-- Directions --
From the excerpt on Bezos Academy preschools below, output the passage from "Ryan says those" up to and including "and target enrollment.", word for word.

-- Page excerpt --
-- Opening Marker --

There is evidence that that sort of targeting may not be happening to the best effect everywhere.
In Washington state, for example, home to eight Bezos Academy preschools, the model has real potential to bridge access to child care and early education for families who don’t qualify for state-funded programs and can’t afford other high-quality options, said Joel Ryan. Ryan is the executive director of the Washington State Association of Head Start and ECEAP, the state’s Early Childhood Education and Assistance Program. But most of the Head Start and ECEAP directors Ryan said he’s spoken to feel that the Bezos Academy preschools compete with them for low-income students instead of targeting those middle-income families.
Competition for low-income students who have other options could leave more middle-income families unserved, and lead to a decrease in funding at some Head Start and ECEAP centers, which are underenrolled and have room for more students. In addition, while families participating at private Bezos Academy preschools will still be getting an education for their children, they won’t be part of the public systems that offer outreach and social services to parents and families. These can take the form of job, housing and education assistance.
“Bezos Academy is welcome, it’s an important player. There’s plenty of need and I think that they can absolutely serve a critical gap,” Ryan says. “But the majority of people who responded to my queries on this have said Bezos operates on an island. They’re not particularly collaborative.”
Ryan says those who work for Head Start and ECEAP programs are interested in partnering with the Bezos Academy preschools to better serve families and target enrollment.
That’s already happening in some areas. Michelle Rahl-Lewis, director of early learning for Tacoma School District in Washington state, says the two private preschools embedded at elementary schools in the system, serving about 100 children, work closely with the district.
“It’s been going great,” she says. “We’ve had lots of great communication about the best way to serve the most families within our community and making sure we’re catching those families that are at that cliff where they don’t quite qualify for Head Start or ECEAP, which we offer, but don’t make enough money for private Montessori placement.”
Michael Abello, chief education officer at Bezos Academy, says that the network is very thoughtful about where to place new preschools, using data to identify areas where there are not enough seats to serve children in the community.

-- Closing Marker --

-- Records shown --
-- Opening Marker --

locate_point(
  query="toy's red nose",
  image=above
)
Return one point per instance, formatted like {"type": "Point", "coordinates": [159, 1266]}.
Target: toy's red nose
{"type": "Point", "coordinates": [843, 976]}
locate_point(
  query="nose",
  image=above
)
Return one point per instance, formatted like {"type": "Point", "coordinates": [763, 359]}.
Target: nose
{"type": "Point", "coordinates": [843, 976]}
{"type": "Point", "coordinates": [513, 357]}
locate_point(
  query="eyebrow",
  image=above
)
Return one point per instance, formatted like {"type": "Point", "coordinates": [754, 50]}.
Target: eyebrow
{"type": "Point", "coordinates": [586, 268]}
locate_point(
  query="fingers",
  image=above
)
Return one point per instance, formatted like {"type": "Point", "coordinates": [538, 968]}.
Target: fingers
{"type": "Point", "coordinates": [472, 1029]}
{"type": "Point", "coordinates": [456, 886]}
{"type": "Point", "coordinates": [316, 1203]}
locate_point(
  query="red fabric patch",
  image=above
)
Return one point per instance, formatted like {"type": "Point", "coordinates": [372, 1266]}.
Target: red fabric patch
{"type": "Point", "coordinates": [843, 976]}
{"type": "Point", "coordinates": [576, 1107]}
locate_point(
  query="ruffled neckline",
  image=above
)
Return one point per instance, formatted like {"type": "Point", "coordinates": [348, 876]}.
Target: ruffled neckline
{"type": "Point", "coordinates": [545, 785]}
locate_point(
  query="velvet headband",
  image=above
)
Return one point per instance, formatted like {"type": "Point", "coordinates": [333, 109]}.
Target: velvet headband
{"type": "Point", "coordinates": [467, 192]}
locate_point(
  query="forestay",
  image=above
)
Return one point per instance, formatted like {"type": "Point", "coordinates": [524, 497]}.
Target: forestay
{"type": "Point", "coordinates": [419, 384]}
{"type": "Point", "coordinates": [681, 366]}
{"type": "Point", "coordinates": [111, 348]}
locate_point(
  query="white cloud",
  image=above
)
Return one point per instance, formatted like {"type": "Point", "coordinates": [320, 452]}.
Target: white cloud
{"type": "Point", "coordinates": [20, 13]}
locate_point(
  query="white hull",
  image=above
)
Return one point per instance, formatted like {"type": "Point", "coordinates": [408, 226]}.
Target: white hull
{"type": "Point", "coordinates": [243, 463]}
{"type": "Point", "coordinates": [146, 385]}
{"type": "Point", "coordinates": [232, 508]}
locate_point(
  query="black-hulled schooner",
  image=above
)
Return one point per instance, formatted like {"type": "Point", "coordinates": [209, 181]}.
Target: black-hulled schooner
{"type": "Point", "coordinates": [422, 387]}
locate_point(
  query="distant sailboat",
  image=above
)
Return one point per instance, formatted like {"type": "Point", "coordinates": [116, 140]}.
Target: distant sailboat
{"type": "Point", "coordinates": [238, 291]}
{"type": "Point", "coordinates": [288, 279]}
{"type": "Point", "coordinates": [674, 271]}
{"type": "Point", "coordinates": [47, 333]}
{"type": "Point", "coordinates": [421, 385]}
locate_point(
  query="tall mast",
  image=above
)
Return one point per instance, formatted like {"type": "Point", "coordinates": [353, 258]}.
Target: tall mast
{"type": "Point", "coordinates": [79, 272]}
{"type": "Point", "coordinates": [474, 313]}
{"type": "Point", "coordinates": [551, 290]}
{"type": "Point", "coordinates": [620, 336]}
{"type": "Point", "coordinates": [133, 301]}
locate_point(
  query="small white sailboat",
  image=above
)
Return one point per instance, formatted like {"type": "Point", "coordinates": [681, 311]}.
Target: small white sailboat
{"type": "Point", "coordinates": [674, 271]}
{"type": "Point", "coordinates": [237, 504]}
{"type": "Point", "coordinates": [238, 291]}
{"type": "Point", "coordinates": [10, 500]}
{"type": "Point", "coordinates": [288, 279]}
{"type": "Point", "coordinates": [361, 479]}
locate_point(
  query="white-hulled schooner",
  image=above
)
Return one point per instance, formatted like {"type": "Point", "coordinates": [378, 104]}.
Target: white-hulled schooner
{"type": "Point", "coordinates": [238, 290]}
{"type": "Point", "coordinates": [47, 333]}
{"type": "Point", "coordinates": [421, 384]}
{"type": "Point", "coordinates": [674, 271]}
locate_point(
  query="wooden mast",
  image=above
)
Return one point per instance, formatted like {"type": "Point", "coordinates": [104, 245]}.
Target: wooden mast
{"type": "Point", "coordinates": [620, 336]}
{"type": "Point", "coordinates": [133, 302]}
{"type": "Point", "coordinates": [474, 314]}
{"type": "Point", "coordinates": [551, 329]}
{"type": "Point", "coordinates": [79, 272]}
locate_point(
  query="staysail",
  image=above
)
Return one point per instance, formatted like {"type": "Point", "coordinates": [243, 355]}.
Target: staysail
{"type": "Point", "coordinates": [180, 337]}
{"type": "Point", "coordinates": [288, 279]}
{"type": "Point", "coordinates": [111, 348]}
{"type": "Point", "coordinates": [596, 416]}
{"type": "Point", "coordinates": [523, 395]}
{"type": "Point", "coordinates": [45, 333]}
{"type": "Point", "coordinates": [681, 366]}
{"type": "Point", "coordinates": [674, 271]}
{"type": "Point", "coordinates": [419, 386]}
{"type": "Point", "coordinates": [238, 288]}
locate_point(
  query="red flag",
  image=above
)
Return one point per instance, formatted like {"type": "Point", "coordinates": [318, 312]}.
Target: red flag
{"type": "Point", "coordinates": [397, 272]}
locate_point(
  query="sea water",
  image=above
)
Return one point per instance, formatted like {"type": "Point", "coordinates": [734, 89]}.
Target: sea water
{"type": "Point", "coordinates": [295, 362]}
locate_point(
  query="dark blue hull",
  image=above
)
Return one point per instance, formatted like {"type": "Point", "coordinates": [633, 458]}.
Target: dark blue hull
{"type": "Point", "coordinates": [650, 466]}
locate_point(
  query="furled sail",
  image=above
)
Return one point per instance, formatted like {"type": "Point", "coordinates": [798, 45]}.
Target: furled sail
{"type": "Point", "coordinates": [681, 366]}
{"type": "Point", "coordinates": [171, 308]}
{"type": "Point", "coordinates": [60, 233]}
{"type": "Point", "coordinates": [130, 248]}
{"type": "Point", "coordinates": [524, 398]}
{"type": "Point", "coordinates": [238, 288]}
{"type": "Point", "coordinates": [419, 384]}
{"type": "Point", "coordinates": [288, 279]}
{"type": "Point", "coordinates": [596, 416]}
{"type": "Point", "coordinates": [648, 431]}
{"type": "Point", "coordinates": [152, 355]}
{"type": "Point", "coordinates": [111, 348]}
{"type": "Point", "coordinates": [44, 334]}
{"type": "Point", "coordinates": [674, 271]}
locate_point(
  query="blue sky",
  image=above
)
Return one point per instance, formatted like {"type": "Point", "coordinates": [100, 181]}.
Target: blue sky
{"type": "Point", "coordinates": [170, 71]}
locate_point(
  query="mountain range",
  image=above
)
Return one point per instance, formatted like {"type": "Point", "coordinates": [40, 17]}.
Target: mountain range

-- Closing Marker --

-- Final answer --
Ryan says those who work for Head Start and ECEAP programs are interested in partnering with the Bezos Academy preschools to better serve families and target enrollment.